[Excerpts from a point labeling dataset]
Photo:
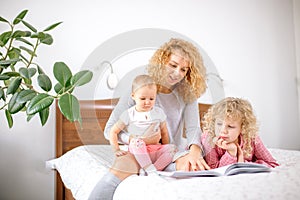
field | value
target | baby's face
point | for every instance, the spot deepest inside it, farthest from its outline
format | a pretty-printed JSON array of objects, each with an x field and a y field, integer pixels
[
  {"x": 144, "y": 98},
  {"x": 228, "y": 129}
]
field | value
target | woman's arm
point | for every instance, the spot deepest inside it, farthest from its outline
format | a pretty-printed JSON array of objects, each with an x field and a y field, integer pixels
[
  {"x": 164, "y": 133},
  {"x": 194, "y": 159},
  {"x": 262, "y": 154}
]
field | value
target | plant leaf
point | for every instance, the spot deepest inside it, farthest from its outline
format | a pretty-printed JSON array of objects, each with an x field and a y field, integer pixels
[
  {"x": 25, "y": 41},
  {"x": 9, "y": 118},
  {"x": 40, "y": 70},
  {"x": 14, "y": 85},
  {"x": 47, "y": 39},
  {"x": 38, "y": 103},
  {"x": 4, "y": 77},
  {"x": 8, "y": 62},
  {"x": 29, "y": 26},
  {"x": 13, "y": 105},
  {"x": 81, "y": 78},
  {"x": 44, "y": 82},
  {"x": 58, "y": 88},
  {"x": 4, "y": 37},
  {"x": 24, "y": 72},
  {"x": 69, "y": 107},
  {"x": 28, "y": 50},
  {"x": 20, "y": 17},
  {"x": 2, "y": 96},
  {"x": 29, "y": 117},
  {"x": 3, "y": 20},
  {"x": 44, "y": 114},
  {"x": 62, "y": 73},
  {"x": 25, "y": 95}
]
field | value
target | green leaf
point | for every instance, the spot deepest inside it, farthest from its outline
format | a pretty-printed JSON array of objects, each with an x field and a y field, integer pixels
[
  {"x": 24, "y": 72},
  {"x": 13, "y": 105},
  {"x": 3, "y": 20},
  {"x": 58, "y": 88},
  {"x": 44, "y": 114},
  {"x": 27, "y": 72},
  {"x": 28, "y": 50},
  {"x": 18, "y": 34},
  {"x": 62, "y": 73},
  {"x": 2, "y": 96},
  {"x": 81, "y": 78},
  {"x": 44, "y": 82},
  {"x": 8, "y": 62},
  {"x": 14, "y": 53},
  {"x": 29, "y": 117},
  {"x": 52, "y": 26},
  {"x": 47, "y": 39},
  {"x": 29, "y": 26},
  {"x": 25, "y": 95},
  {"x": 38, "y": 103},
  {"x": 20, "y": 17},
  {"x": 4, "y": 38},
  {"x": 31, "y": 71},
  {"x": 69, "y": 107},
  {"x": 25, "y": 41},
  {"x": 4, "y": 77},
  {"x": 14, "y": 85},
  {"x": 11, "y": 74},
  {"x": 9, "y": 118},
  {"x": 40, "y": 70}
]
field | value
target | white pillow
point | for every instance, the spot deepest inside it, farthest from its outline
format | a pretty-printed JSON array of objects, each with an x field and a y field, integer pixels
[{"x": 82, "y": 167}]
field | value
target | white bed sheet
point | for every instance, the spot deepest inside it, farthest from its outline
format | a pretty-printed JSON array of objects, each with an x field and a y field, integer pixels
[{"x": 81, "y": 168}]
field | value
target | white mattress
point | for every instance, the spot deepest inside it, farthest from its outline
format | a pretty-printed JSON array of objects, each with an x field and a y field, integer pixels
[{"x": 82, "y": 167}]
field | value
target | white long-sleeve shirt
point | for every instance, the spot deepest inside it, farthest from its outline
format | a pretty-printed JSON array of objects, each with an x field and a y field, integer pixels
[{"x": 180, "y": 116}]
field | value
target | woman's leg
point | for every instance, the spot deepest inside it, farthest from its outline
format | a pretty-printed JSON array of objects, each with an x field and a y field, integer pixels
[
  {"x": 123, "y": 167},
  {"x": 163, "y": 156},
  {"x": 139, "y": 149}
]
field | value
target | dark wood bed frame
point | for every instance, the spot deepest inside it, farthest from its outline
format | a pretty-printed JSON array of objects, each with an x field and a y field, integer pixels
[{"x": 94, "y": 114}]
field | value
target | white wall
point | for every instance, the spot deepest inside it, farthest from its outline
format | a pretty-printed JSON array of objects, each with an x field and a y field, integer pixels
[{"x": 251, "y": 42}]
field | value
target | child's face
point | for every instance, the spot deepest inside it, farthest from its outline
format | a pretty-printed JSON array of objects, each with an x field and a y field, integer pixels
[
  {"x": 228, "y": 129},
  {"x": 144, "y": 98}
]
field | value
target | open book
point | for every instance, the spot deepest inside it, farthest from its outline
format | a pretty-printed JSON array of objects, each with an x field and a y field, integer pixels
[{"x": 229, "y": 170}]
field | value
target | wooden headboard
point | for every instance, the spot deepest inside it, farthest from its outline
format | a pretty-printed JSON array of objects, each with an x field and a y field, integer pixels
[{"x": 94, "y": 114}]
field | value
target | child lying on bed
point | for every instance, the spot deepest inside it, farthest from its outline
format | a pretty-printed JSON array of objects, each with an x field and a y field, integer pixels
[
  {"x": 137, "y": 119},
  {"x": 231, "y": 135}
]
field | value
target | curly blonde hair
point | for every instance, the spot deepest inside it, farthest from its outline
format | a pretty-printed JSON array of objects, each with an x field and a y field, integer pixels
[
  {"x": 233, "y": 108},
  {"x": 194, "y": 83}
]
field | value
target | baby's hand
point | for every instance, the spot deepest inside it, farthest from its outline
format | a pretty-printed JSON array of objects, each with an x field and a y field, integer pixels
[
  {"x": 120, "y": 152},
  {"x": 229, "y": 146}
]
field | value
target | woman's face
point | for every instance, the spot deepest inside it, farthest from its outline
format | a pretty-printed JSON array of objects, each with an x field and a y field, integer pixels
[{"x": 176, "y": 70}]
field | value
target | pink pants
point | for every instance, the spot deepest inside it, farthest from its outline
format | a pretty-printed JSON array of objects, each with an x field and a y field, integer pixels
[{"x": 159, "y": 155}]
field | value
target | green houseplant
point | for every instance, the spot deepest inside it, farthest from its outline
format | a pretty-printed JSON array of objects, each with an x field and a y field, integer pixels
[{"x": 18, "y": 48}]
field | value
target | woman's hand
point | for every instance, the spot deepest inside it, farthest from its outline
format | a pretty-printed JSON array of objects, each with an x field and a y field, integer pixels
[
  {"x": 120, "y": 152},
  {"x": 192, "y": 161}
]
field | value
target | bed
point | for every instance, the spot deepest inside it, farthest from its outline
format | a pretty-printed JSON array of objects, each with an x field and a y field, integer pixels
[{"x": 83, "y": 155}]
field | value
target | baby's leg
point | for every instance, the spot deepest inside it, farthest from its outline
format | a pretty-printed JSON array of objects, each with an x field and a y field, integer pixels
[
  {"x": 164, "y": 156},
  {"x": 138, "y": 148}
]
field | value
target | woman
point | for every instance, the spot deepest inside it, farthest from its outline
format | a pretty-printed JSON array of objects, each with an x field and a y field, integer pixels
[{"x": 177, "y": 68}]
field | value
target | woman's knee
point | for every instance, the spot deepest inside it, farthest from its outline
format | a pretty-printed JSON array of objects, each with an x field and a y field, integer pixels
[{"x": 125, "y": 166}]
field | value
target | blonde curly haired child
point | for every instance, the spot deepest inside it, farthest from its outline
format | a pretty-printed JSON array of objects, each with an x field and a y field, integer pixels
[{"x": 231, "y": 135}]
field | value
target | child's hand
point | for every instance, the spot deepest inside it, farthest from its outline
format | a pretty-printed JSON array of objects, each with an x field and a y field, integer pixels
[
  {"x": 120, "y": 152},
  {"x": 240, "y": 154},
  {"x": 231, "y": 147}
]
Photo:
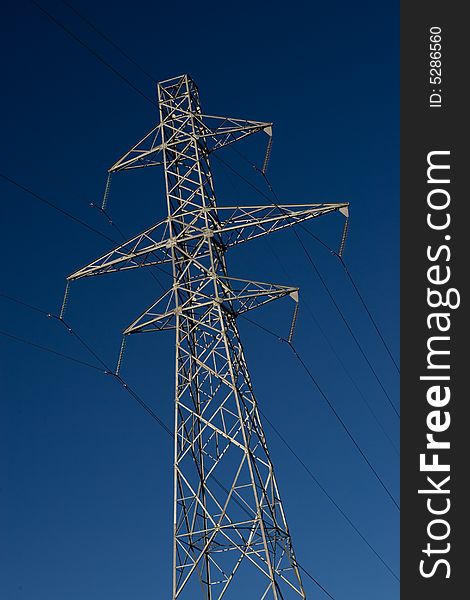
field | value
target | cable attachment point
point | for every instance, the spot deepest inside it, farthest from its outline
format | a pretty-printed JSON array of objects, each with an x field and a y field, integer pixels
[
  {"x": 267, "y": 156},
  {"x": 343, "y": 238},
  {"x": 64, "y": 301},
  {"x": 121, "y": 354},
  {"x": 106, "y": 192},
  {"x": 295, "y": 297}
]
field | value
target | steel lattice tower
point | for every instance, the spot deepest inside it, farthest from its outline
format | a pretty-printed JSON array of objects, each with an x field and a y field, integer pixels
[{"x": 229, "y": 522}]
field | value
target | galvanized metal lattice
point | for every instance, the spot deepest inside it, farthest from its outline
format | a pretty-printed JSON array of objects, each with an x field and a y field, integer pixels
[{"x": 229, "y": 523}]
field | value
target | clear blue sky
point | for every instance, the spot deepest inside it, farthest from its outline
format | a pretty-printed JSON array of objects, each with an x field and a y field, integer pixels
[{"x": 86, "y": 475}]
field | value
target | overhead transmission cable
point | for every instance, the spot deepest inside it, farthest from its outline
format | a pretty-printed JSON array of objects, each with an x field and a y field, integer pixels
[
  {"x": 325, "y": 285},
  {"x": 142, "y": 94},
  {"x": 92, "y": 52},
  {"x": 106, "y": 370},
  {"x": 338, "y": 255},
  {"x": 103, "y": 368},
  {"x": 109, "y": 40}
]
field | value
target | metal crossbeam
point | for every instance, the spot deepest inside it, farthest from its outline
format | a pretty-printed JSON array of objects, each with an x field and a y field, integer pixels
[{"x": 229, "y": 520}]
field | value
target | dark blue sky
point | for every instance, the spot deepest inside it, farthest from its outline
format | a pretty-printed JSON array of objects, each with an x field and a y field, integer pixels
[{"x": 86, "y": 475}]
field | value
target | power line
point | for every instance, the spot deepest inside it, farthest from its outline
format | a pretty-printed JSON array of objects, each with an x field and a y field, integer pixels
[
  {"x": 106, "y": 370},
  {"x": 55, "y": 207},
  {"x": 92, "y": 52},
  {"x": 361, "y": 298},
  {"x": 50, "y": 350},
  {"x": 109, "y": 40},
  {"x": 322, "y": 280},
  {"x": 338, "y": 357},
  {"x": 353, "y": 335},
  {"x": 138, "y": 91},
  {"x": 325, "y": 397}
]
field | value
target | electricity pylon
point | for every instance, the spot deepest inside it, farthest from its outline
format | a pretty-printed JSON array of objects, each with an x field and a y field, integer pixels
[{"x": 229, "y": 522}]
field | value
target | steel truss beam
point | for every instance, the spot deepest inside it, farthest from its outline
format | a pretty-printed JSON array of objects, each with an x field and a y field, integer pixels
[{"x": 229, "y": 520}]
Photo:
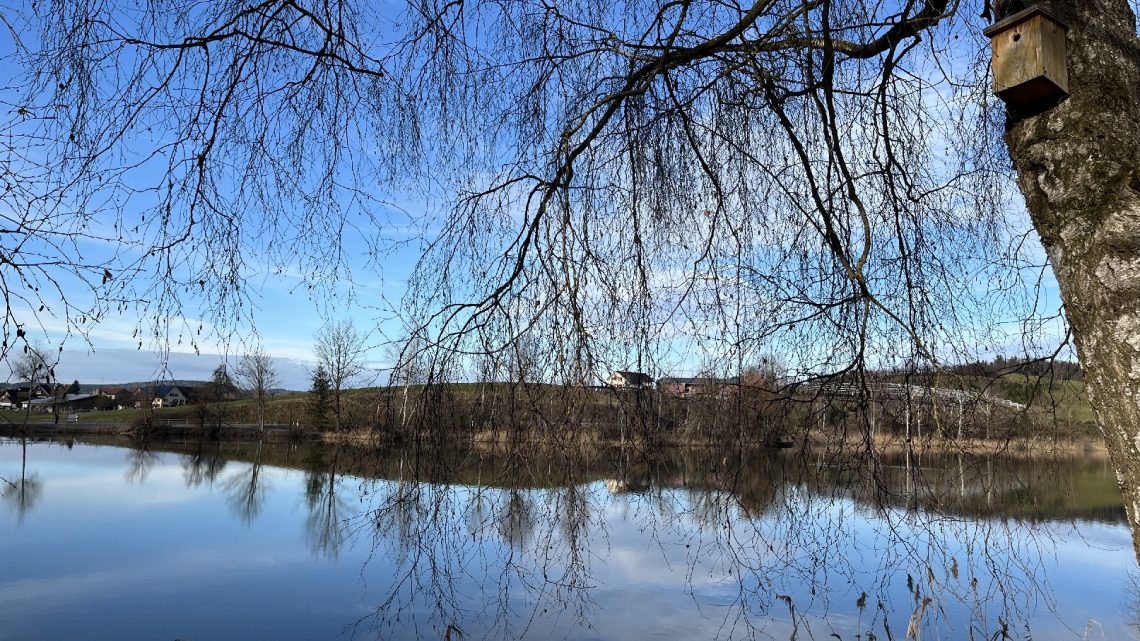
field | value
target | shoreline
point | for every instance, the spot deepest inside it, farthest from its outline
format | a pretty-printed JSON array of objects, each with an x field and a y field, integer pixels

## GOAL
Pick out each line in the data above that contains the word "white" and copy those lines in full.

## EXERCISE RESULT
target | white pillow
target | white bed sheet
target | white mattress
target | white long-sleeve shirt
target | white wall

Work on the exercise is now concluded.